Requisito: Quais linhas abaixo contêm a palavra "negative"? Reúna todas elas, diferenciando maiúsculas de minúsculas.

____

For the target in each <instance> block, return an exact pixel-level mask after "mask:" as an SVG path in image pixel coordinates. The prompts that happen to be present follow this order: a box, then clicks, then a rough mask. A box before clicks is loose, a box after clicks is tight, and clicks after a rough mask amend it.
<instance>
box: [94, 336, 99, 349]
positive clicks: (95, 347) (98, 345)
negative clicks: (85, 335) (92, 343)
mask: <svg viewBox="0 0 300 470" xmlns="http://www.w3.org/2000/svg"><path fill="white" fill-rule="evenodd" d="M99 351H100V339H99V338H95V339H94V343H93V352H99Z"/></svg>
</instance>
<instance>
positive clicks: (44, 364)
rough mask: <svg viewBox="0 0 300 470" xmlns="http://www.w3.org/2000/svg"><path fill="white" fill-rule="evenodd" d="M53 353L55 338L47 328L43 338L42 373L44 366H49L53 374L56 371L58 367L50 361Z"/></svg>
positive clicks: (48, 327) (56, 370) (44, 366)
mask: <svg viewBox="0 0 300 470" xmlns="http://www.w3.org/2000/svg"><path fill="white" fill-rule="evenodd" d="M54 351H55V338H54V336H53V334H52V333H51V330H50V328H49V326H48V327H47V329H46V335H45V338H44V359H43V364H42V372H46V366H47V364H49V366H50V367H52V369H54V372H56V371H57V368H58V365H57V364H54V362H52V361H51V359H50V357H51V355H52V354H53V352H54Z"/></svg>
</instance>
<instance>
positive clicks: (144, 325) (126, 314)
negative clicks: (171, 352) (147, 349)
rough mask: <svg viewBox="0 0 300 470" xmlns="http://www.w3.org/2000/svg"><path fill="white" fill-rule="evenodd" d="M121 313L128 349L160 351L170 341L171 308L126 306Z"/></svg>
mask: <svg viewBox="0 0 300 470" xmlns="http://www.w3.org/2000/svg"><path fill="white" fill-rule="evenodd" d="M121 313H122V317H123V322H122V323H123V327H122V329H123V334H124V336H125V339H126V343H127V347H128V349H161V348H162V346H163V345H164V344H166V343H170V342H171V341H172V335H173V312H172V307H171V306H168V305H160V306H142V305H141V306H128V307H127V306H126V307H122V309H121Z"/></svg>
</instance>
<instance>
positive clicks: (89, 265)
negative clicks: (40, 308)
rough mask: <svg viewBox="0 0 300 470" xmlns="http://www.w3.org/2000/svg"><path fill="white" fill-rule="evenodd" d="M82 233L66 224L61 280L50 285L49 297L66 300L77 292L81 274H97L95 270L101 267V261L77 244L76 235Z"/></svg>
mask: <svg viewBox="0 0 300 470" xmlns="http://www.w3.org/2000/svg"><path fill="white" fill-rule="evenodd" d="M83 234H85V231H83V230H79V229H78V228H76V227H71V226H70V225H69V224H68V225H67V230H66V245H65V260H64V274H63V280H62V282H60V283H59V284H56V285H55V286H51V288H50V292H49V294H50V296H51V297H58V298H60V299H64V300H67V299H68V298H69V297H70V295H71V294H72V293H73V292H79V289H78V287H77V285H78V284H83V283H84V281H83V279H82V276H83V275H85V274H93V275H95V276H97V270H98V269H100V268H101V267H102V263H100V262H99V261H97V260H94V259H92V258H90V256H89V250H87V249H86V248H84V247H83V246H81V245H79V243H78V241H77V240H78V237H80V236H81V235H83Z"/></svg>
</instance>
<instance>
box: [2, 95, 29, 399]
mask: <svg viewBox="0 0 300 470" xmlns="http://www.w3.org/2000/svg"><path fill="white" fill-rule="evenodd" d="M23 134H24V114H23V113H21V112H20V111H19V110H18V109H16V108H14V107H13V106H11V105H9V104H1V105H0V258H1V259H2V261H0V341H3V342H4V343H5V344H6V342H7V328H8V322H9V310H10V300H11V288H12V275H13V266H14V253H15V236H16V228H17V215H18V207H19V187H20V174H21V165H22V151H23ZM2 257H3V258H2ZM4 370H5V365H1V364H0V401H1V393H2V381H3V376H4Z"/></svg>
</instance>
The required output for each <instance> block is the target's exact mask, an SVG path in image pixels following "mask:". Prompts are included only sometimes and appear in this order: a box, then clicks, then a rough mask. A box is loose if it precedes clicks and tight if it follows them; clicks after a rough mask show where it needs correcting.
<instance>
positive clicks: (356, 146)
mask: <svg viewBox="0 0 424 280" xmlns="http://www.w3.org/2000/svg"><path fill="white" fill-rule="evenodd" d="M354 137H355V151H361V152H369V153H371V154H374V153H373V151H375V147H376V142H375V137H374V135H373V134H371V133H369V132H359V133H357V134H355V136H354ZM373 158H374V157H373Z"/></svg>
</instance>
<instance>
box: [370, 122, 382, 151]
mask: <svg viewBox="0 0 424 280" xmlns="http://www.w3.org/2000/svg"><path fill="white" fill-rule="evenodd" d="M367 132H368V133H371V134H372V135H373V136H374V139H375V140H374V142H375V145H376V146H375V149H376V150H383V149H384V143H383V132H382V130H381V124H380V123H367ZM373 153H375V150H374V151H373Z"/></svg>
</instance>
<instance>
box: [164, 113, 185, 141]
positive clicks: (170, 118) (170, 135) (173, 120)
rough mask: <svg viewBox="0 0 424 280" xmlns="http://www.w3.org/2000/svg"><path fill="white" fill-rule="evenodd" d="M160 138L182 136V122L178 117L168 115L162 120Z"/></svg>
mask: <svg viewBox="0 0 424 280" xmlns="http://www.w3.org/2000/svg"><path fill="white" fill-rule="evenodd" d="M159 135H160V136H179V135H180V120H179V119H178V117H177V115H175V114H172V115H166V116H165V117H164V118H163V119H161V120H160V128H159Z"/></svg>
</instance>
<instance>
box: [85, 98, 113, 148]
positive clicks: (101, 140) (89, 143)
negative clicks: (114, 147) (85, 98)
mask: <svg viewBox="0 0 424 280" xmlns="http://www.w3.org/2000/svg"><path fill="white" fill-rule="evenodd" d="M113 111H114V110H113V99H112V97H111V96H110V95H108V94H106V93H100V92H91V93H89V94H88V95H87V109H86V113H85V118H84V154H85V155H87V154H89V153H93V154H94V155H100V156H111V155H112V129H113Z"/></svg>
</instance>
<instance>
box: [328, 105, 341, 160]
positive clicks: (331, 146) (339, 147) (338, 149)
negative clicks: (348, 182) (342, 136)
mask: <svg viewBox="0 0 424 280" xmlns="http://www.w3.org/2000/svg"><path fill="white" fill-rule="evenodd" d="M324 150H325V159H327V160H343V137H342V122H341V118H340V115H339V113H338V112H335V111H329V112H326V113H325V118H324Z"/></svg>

____

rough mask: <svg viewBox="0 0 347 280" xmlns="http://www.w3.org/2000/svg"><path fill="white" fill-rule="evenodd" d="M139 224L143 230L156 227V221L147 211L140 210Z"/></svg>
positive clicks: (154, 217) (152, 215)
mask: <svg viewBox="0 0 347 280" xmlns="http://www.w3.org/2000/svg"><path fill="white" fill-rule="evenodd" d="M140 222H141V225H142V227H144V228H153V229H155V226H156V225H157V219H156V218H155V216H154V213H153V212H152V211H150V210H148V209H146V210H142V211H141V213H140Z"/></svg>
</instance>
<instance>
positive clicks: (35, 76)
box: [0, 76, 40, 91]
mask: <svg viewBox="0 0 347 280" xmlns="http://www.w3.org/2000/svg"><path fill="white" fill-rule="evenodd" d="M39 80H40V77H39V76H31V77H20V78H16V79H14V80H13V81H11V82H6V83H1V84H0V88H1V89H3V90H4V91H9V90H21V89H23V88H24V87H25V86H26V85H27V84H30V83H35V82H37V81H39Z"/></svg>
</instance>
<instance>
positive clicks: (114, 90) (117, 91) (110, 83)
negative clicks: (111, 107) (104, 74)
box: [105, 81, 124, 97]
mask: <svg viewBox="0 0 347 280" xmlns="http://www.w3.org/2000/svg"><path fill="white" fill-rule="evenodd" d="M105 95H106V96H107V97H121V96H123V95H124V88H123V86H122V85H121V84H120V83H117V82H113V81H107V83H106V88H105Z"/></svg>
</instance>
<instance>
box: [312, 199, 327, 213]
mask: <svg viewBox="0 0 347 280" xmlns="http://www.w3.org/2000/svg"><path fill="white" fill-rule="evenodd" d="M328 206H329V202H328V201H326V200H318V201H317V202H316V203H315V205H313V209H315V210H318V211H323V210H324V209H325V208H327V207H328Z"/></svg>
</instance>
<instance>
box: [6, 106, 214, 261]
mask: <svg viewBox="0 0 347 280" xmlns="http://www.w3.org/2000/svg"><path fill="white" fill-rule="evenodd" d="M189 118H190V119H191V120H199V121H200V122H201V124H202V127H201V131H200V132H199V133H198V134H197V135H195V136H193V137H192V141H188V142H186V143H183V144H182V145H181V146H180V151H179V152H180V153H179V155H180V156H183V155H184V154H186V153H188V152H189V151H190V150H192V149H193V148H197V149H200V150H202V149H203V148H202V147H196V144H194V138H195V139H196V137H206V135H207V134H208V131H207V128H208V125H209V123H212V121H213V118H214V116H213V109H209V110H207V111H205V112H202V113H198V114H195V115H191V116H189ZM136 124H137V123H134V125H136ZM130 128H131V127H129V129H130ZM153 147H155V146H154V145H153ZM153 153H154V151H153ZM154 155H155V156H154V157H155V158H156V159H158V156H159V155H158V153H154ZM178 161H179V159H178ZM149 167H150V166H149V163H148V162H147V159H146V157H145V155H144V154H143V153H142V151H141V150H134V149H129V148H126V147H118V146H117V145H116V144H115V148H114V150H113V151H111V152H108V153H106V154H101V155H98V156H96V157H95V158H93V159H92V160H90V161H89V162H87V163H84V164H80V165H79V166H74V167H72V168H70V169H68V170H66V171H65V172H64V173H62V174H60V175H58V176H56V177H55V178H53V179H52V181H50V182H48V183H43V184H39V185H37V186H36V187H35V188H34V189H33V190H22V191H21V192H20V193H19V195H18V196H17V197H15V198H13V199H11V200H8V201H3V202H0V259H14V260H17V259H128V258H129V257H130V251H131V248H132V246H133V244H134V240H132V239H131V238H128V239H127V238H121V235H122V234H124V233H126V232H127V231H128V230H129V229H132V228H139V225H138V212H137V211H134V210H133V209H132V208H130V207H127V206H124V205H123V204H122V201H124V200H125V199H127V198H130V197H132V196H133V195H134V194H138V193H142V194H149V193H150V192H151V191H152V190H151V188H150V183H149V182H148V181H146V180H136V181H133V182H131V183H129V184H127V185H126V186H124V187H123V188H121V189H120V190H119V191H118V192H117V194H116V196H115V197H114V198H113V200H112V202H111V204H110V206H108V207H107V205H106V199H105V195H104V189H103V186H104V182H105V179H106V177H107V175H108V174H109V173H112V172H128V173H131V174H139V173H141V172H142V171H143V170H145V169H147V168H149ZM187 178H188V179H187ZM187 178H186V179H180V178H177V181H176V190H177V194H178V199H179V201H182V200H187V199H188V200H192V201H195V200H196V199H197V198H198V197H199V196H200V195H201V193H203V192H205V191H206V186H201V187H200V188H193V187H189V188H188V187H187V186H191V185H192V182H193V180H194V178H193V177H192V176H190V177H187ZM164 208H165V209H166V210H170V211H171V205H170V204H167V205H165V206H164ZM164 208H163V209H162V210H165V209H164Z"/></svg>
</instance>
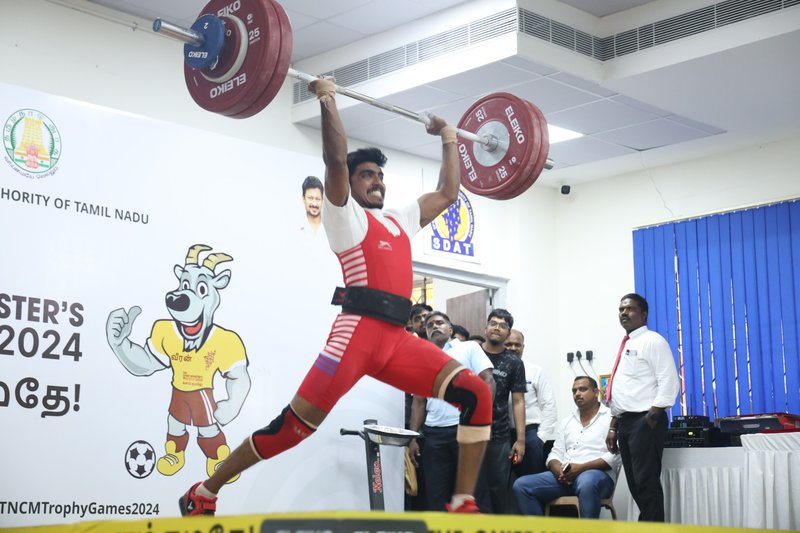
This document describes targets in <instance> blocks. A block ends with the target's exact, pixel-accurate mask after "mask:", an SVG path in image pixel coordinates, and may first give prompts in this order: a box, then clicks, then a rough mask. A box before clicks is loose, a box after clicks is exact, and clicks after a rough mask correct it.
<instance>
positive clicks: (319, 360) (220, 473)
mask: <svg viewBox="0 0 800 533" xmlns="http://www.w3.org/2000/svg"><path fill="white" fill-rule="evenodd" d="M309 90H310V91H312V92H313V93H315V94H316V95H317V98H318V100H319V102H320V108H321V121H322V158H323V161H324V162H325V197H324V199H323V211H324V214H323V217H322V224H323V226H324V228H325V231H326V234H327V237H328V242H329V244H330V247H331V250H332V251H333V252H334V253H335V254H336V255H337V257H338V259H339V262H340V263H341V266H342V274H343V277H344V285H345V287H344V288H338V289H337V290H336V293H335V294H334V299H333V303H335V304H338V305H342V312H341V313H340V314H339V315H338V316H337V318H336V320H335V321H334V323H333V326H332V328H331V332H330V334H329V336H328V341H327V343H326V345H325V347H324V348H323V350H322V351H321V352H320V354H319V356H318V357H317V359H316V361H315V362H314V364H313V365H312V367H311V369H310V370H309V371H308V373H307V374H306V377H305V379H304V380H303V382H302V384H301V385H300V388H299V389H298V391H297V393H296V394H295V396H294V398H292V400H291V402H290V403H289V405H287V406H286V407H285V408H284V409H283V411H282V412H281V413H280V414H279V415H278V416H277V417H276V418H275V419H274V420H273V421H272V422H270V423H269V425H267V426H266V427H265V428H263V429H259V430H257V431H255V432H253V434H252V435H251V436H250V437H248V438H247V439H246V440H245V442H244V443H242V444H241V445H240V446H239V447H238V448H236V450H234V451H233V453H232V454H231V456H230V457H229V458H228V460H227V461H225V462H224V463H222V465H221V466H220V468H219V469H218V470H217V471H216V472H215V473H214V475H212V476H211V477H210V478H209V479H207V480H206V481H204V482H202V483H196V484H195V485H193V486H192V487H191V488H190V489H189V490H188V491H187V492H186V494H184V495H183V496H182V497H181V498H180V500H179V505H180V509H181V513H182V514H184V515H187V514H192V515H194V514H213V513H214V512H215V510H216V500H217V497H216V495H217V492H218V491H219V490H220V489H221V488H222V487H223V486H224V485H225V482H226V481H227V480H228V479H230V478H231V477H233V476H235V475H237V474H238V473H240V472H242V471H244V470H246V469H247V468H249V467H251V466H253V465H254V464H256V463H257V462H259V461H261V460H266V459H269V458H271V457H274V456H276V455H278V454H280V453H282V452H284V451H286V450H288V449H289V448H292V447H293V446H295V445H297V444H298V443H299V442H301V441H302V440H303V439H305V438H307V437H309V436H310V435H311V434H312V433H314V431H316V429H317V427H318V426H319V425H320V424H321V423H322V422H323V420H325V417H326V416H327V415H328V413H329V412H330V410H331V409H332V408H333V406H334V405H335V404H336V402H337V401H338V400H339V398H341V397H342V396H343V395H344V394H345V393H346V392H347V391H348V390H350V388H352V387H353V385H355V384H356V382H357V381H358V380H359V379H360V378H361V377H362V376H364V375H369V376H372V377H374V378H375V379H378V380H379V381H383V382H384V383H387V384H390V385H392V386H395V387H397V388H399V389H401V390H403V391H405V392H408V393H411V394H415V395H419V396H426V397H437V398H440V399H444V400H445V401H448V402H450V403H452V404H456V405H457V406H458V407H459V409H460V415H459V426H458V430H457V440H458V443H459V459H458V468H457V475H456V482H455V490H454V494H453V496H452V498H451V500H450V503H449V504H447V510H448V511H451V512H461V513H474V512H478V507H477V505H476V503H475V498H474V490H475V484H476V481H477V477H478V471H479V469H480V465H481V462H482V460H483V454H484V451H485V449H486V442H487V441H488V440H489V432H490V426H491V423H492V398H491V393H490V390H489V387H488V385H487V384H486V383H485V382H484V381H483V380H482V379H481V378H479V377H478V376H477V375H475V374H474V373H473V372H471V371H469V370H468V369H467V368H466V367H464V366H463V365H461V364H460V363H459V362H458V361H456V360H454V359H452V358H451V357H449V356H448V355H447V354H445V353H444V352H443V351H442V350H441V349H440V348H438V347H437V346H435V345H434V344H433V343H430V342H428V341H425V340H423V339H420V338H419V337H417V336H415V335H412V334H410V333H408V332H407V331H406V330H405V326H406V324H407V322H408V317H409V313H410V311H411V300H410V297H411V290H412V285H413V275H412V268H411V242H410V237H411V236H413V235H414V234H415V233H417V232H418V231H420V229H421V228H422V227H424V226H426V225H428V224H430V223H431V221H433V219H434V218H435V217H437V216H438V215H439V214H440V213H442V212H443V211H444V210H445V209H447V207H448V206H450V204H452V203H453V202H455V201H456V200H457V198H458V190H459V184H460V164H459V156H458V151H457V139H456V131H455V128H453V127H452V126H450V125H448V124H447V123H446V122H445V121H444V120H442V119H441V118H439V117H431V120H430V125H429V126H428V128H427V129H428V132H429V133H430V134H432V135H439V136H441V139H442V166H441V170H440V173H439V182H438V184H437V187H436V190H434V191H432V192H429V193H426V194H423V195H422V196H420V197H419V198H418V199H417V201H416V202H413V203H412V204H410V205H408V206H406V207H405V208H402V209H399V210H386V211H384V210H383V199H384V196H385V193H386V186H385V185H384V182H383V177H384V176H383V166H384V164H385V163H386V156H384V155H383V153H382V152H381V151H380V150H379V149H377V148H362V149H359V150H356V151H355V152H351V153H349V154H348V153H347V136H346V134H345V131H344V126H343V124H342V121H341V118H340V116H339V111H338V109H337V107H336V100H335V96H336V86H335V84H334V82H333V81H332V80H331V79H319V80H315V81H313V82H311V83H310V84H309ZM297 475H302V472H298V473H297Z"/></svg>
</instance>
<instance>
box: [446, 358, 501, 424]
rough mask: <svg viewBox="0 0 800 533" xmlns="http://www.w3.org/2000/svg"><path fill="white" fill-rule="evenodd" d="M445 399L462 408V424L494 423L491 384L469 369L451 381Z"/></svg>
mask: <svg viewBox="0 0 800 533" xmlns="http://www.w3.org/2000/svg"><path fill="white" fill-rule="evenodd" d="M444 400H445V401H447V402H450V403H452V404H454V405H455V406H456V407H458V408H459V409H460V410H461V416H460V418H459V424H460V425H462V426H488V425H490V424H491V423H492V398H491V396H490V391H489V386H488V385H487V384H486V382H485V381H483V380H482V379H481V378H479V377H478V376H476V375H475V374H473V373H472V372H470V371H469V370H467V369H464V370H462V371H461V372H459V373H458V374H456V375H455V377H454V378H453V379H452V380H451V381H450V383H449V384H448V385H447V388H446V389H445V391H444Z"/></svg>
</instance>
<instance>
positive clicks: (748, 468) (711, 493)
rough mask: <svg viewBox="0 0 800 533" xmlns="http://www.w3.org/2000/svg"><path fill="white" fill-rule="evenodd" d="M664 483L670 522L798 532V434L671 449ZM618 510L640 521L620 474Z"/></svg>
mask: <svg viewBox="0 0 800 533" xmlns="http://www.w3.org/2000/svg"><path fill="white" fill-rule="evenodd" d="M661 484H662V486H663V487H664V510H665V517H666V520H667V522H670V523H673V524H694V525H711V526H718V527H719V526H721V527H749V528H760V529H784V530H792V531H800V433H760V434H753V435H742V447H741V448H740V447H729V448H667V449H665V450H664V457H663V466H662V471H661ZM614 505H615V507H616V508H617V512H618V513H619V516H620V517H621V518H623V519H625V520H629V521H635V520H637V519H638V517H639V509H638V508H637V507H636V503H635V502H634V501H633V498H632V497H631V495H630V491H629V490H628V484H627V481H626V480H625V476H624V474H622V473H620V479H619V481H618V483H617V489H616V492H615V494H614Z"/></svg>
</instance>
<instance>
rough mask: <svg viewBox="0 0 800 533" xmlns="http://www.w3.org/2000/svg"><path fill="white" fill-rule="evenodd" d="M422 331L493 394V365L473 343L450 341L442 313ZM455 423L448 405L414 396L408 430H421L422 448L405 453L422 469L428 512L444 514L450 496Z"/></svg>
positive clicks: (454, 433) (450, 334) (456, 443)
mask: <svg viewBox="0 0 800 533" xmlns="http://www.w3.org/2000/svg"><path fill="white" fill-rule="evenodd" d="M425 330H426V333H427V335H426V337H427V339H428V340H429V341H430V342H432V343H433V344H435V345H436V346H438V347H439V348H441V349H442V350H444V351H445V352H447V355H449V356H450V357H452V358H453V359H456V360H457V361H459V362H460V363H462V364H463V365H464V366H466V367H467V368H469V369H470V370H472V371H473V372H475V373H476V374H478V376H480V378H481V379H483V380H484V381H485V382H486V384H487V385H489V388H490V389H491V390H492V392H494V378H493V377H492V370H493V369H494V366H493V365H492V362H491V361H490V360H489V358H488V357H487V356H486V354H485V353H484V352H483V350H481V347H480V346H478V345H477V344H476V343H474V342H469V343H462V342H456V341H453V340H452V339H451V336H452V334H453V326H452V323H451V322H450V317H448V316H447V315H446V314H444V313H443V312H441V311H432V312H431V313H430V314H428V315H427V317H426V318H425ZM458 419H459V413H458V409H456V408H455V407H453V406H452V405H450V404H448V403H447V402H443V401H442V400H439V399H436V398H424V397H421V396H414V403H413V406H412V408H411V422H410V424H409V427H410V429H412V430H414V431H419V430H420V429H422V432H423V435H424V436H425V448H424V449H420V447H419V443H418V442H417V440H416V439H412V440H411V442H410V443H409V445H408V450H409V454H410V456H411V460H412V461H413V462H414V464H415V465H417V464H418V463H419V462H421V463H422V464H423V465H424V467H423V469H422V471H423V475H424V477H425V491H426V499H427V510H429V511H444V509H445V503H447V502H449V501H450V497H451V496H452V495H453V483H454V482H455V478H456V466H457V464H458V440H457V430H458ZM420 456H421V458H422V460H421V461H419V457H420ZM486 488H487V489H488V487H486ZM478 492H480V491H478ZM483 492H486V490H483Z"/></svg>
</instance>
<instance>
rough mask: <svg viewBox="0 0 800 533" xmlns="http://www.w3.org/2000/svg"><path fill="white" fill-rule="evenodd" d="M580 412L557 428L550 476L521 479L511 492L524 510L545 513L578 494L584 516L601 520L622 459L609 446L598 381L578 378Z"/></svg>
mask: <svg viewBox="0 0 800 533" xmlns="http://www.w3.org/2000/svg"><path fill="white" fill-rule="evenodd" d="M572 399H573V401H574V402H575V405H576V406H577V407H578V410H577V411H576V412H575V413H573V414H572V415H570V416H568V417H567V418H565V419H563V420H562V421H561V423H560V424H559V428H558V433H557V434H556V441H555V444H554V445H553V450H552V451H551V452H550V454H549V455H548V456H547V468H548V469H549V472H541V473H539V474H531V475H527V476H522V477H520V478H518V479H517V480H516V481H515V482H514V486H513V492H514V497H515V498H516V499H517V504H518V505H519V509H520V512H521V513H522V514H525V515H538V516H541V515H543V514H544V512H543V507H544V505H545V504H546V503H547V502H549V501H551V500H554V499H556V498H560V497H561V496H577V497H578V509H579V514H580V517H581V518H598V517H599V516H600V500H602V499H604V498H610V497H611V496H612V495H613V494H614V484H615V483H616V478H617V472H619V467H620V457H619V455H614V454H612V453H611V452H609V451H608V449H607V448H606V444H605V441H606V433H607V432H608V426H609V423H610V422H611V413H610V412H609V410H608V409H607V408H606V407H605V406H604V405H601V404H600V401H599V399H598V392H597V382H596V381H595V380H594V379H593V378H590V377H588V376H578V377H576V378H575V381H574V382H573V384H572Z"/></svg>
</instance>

____

Resultado da tarefa:
negative clicks: (85, 335) (92, 343)
negative clicks: (171, 352) (147, 349)
negative clicks: (40, 308)
negative clicks: (114, 147) (85, 98)
negative clicks: (348, 182) (342, 136)
negative clicks: (111, 107) (104, 74)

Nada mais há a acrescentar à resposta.